It has always been our plan for me to stop working for a few years once my wife began her career so that I can raise our children (in addition to the older son in kindergarten we have a son just born a few months ago). My wife is very much in favor of the idea, as she would be happy to have our boys raised every day by their father.

My problem is that now that the time is upon us to finally implement the plan, I'm terrified of what not bringing in an income will mean for my sense of self-worth. The actual "raising the kids" part of the plan (changing diapers, fixing lunches and dinners, getting them to and from school, going to the playground, trips to the aquarium, etc.) does not bother me -- I've done a lot of that already over the past five years and have enjoyed it. Nor do I have any fears that switching gender roles will somehow harm our marriage. If my wife and I were going to have issues with her being at work all day while I raised the kids, we would have already had them during the past seven years, when her schedule was much crazier than it will be going forward.

Location annotation dataset excerpts:
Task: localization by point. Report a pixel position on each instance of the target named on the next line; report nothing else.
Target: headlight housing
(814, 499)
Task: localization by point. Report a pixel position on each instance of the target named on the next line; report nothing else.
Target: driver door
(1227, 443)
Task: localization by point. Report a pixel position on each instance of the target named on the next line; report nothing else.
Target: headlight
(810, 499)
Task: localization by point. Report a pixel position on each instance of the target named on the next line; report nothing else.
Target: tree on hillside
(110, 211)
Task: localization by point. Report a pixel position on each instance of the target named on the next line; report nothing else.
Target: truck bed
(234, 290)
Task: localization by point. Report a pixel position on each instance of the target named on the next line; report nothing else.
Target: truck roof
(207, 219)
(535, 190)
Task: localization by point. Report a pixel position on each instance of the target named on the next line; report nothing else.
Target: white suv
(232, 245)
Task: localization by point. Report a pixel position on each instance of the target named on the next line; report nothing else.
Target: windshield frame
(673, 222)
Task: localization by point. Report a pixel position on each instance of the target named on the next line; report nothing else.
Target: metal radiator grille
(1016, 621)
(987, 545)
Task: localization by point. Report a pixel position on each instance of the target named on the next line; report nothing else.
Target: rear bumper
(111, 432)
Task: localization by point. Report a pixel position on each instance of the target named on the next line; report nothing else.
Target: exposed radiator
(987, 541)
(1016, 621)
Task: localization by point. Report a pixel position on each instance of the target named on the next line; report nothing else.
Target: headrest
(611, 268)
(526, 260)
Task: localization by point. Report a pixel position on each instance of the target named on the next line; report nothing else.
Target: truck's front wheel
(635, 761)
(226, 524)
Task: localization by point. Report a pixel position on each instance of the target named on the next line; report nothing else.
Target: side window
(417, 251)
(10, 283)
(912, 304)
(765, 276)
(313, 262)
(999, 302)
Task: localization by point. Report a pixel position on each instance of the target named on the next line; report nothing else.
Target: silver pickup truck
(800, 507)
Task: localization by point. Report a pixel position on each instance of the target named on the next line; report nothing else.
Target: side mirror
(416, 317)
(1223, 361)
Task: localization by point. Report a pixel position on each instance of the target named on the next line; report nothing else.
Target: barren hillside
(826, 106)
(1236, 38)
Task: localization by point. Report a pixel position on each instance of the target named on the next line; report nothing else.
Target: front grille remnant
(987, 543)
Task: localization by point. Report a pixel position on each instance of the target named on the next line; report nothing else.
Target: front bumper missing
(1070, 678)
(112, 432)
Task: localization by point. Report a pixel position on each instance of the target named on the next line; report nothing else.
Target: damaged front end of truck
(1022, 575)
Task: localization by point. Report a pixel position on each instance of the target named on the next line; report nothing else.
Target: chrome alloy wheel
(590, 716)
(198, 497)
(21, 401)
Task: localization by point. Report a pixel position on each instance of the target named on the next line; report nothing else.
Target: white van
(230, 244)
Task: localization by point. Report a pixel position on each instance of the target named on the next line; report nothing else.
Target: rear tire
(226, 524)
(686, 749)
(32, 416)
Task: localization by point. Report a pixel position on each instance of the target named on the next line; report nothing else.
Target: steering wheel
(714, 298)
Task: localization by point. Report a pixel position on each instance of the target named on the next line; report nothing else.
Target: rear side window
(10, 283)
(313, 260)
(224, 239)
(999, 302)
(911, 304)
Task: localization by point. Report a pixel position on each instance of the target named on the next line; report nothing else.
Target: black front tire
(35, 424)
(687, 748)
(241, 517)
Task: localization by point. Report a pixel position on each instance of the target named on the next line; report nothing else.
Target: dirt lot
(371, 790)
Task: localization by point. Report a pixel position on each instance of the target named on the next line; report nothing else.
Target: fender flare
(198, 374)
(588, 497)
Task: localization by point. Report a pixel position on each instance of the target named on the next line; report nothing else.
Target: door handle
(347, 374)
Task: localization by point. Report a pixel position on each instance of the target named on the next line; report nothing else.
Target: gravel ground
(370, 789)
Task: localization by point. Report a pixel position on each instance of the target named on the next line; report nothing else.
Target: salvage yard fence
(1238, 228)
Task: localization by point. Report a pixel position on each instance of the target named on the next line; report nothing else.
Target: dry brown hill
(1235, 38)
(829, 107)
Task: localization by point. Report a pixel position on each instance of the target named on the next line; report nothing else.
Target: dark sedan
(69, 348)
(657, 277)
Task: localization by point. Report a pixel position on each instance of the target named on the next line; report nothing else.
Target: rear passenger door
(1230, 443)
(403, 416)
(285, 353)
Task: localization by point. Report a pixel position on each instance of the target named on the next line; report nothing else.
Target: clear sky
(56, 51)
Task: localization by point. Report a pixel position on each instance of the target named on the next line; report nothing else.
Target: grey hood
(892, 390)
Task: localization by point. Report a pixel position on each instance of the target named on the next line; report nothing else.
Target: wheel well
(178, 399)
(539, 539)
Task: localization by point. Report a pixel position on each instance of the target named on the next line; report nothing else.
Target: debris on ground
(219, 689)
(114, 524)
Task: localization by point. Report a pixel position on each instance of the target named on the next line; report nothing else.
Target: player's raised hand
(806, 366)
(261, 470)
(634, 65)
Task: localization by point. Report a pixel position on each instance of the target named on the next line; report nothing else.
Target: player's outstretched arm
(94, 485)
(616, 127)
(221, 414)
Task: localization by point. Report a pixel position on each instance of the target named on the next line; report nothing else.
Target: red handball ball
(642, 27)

==

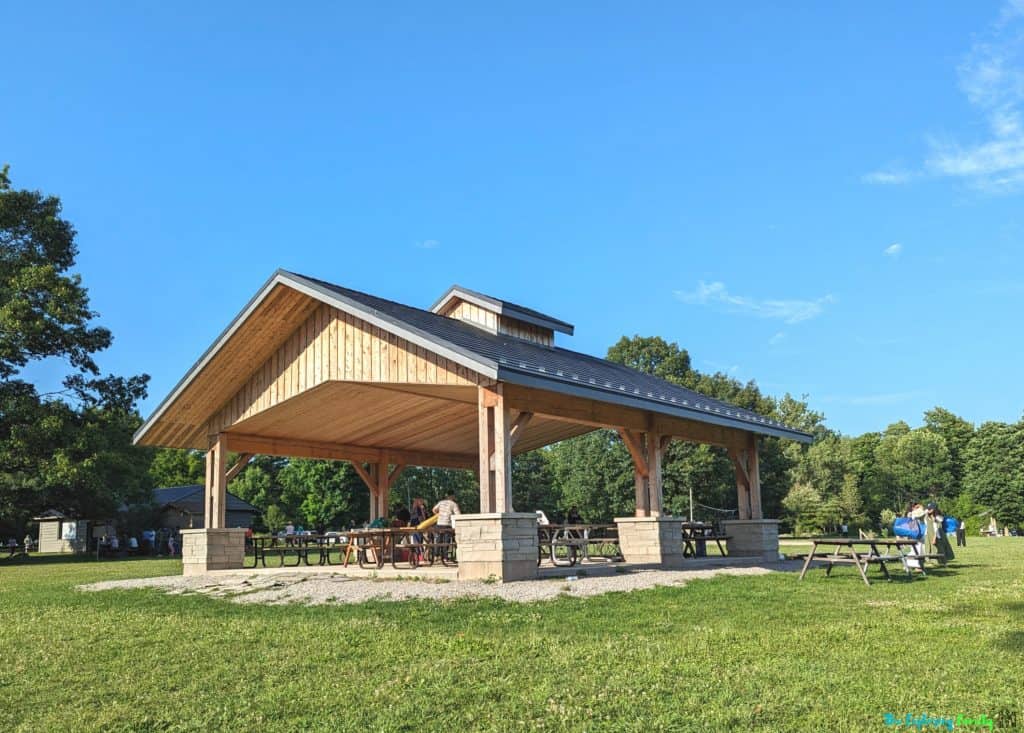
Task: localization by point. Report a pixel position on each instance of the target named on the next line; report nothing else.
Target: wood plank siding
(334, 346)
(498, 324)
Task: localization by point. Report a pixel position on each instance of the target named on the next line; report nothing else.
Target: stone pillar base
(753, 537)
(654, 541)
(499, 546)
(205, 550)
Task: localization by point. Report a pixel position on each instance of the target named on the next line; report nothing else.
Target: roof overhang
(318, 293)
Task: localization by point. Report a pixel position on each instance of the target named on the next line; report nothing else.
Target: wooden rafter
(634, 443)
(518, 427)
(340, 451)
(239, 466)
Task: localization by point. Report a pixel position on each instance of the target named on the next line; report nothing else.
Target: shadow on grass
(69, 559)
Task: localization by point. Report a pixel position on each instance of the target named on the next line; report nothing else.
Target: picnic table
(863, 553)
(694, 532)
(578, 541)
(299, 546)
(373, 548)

---

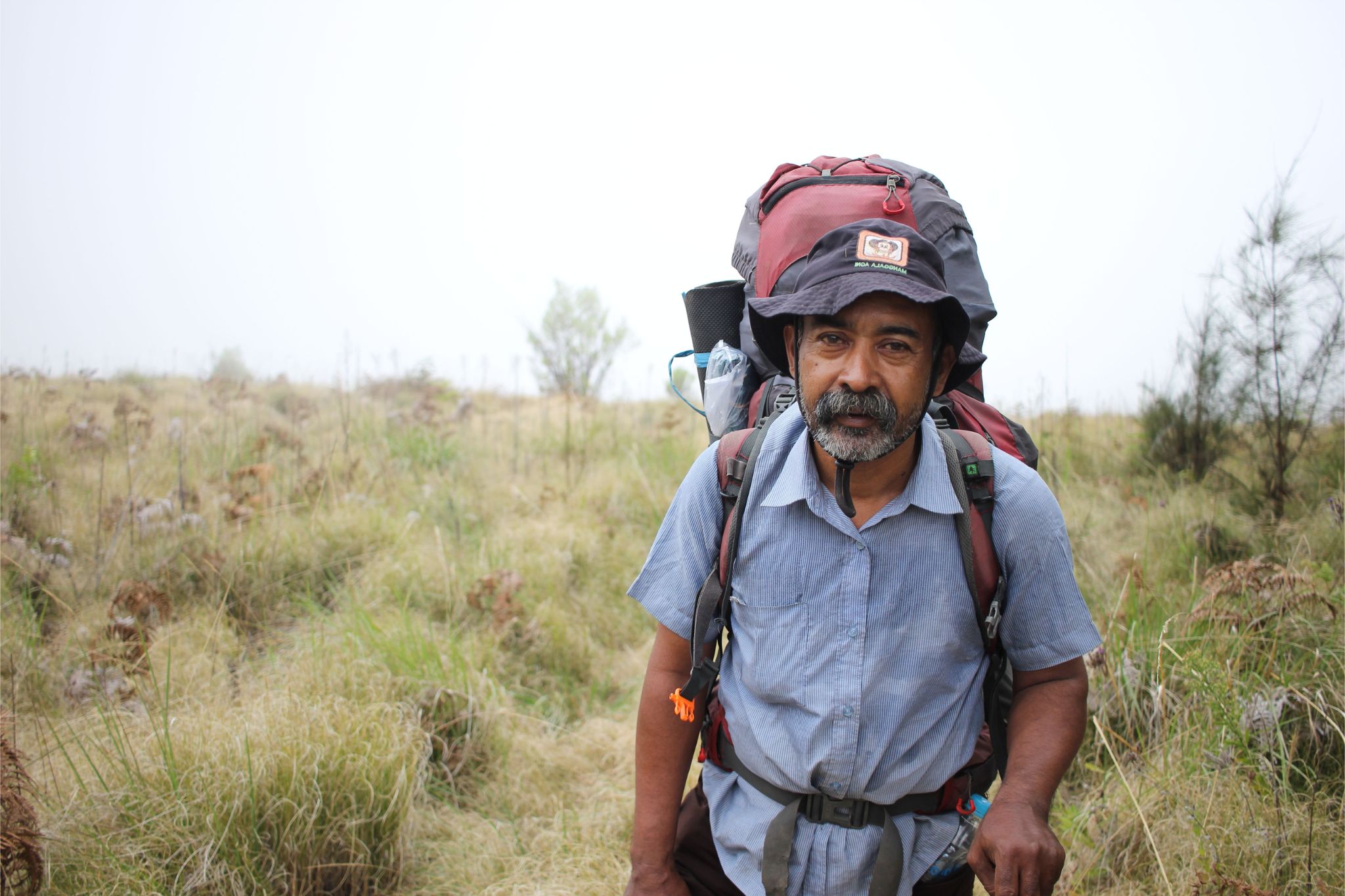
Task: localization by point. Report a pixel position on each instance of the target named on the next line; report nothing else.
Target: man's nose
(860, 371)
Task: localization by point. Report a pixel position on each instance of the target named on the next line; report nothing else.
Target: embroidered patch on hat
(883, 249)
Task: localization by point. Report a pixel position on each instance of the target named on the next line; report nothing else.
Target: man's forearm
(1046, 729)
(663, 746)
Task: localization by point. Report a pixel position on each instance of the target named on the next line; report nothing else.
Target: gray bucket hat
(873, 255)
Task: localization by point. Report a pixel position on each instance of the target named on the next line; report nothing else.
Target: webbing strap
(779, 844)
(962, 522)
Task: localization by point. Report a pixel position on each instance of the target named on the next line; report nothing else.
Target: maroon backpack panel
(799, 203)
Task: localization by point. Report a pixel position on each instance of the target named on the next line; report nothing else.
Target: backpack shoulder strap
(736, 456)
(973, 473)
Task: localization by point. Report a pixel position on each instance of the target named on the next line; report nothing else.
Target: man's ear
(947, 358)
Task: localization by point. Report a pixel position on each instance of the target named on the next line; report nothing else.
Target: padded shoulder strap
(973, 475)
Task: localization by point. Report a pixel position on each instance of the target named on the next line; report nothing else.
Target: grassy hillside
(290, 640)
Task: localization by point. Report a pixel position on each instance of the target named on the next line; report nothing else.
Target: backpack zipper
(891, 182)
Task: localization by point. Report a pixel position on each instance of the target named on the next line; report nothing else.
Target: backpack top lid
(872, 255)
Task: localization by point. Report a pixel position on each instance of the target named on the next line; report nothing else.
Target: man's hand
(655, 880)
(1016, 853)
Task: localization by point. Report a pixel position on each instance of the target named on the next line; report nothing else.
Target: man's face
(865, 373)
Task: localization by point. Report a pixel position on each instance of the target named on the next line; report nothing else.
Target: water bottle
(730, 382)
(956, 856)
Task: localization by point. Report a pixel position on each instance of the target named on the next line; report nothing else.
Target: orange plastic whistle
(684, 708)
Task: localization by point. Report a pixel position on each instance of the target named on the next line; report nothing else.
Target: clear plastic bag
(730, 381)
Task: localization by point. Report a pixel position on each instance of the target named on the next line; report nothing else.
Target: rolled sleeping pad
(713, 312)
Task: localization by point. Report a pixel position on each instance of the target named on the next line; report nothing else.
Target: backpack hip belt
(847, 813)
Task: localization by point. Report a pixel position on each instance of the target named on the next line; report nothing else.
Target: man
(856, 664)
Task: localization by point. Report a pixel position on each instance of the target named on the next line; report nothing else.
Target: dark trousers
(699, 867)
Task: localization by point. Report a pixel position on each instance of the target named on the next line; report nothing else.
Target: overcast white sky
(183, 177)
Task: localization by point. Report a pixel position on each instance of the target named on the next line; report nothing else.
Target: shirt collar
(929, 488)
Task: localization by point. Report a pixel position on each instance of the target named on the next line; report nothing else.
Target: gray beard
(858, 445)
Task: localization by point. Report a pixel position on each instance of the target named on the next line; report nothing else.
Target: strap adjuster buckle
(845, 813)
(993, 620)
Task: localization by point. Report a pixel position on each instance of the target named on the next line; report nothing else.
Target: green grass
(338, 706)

## Work required
Return the portion of the passage on leaving work to raise the children, starting with "It has always" and going on through "by their father.", reproduced word for word. This material is separate from the text and unrelated to it.

## Exercise response
It has always been our plan for me to stop working for a few years once my wife began her career so that I can raise our children (in addition to the older son in kindergarten we have a son just born a few months ago). My wife is very much in favor of the idea, as she would be happy to have our boys raised every day by their father.